Data to process:
____
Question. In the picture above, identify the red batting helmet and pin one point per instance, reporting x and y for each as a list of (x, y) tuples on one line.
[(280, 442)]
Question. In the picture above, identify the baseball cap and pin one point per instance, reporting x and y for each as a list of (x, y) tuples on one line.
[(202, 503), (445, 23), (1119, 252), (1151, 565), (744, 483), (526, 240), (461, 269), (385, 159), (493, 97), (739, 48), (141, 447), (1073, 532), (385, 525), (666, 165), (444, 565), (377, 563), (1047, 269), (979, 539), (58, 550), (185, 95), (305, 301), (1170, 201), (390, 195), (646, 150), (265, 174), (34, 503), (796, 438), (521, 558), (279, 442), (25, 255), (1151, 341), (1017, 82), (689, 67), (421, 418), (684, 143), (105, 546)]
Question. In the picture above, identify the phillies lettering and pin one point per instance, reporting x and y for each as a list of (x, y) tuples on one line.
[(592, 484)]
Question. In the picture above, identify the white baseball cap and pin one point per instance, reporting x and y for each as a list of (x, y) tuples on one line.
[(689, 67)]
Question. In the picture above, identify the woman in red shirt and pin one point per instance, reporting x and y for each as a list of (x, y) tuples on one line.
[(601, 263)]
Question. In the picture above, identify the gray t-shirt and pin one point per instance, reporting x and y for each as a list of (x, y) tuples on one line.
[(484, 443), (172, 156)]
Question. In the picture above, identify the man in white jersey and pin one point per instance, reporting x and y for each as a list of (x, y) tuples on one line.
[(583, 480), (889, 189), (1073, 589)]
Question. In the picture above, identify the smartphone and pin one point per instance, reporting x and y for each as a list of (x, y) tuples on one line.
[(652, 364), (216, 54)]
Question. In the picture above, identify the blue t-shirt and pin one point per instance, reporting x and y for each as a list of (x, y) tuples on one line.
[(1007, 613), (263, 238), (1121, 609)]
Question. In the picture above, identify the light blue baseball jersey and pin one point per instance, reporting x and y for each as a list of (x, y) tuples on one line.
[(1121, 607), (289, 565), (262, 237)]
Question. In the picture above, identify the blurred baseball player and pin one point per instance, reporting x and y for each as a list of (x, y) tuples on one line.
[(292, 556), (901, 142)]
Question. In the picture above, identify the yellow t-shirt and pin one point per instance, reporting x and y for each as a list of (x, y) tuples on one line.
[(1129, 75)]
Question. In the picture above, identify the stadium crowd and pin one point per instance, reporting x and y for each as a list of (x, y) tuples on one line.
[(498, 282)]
____
What to do: All of the material above is to be repeated exactly.

Written solution:
Question. In the picture above, identify the red batting helmet and pin one point per instance, reporting x and y for each as a list of (x, y) tuples on one line.
[(280, 442)]
Question. In the picture above, identify the baseball cap and pin one point per instance, reporting x and y for each as a list of (x, y) tuples on one line.
[(202, 503), (445, 23), (1119, 252), (1151, 565), (744, 483), (526, 240), (461, 269), (385, 159), (493, 97), (739, 48), (141, 447), (1073, 532), (385, 525), (666, 165), (444, 565), (377, 563), (1047, 269), (979, 539), (58, 550), (185, 95), (305, 301), (1170, 201), (390, 195), (646, 150), (265, 174), (34, 503), (796, 438), (521, 558), (279, 442), (25, 255), (1151, 341), (1017, 82), (689, 67), (421, 418), (684, 143), (105, 546)]
Question. In the picture above, identify the phillies lettering and pin one point per instance, reporting x and y for each as a list of (x, y) tuples on one line.
[(592, 484)]
Question. In the picture above, identify the white baseball cap and pin one point per instance, reporting x and y for each as a list of (x, y) tuples on one line.
[(689, 67)]
Question. In the picture above, identify the woman in red shirt and pin one point per instance, reporting x and y for each as a list of (x, y) tuples on one line.
[(601, 263)]
Question. In the picture above, identify the gray t-shirt and pin one point per instance, reporting x and y for each as a list of (x, y) tuples on one line.
[(484, 443), (172, 156)]
Question. In the picture above, identify the man in white jersey and pin one point per instance, reporting x and y for each as a list of (x, y) tuples on one line.
[(583, 480), (889, 189), (1073, 589)]
Question. In the picture above, identify the smartphone and pin one point per instance, reporting x and y for each as a list of (x, y) tuples on one line.
[(652, 364), (216, 54)]
Question. In the picture above, identify the blue t-shirt and pin one point per instance, reporting x and y for each as a list of (x, y) tuples on one line.
[(1007, 613), (263, 238), (1121, 609)]
Question. In the picture above, identify the light blue baseball jersey and pin one point per instance, reporting x and y for each as a list of (x, y) tuples on one line.
[(1121, 607), (289, 565), (262, 237)]
Question. In the picture above, identify the blurred baseball player and pin one point per instance, reporting x and y for each as a list of (x, y) tuples on one line.
[(292, 556), (901, 142)]
Question. In the picture above, identify the yellow t-shirt and pin one point per instance, reporting x and y for each as a list of (x, y) tuples on one line.
[(1129, 75)]
Question. In the picture above, identify the stadium crowd and pin one point per instance, reporting x and y for each as a list of (x, y) tuples on one line.
[(498, 282)]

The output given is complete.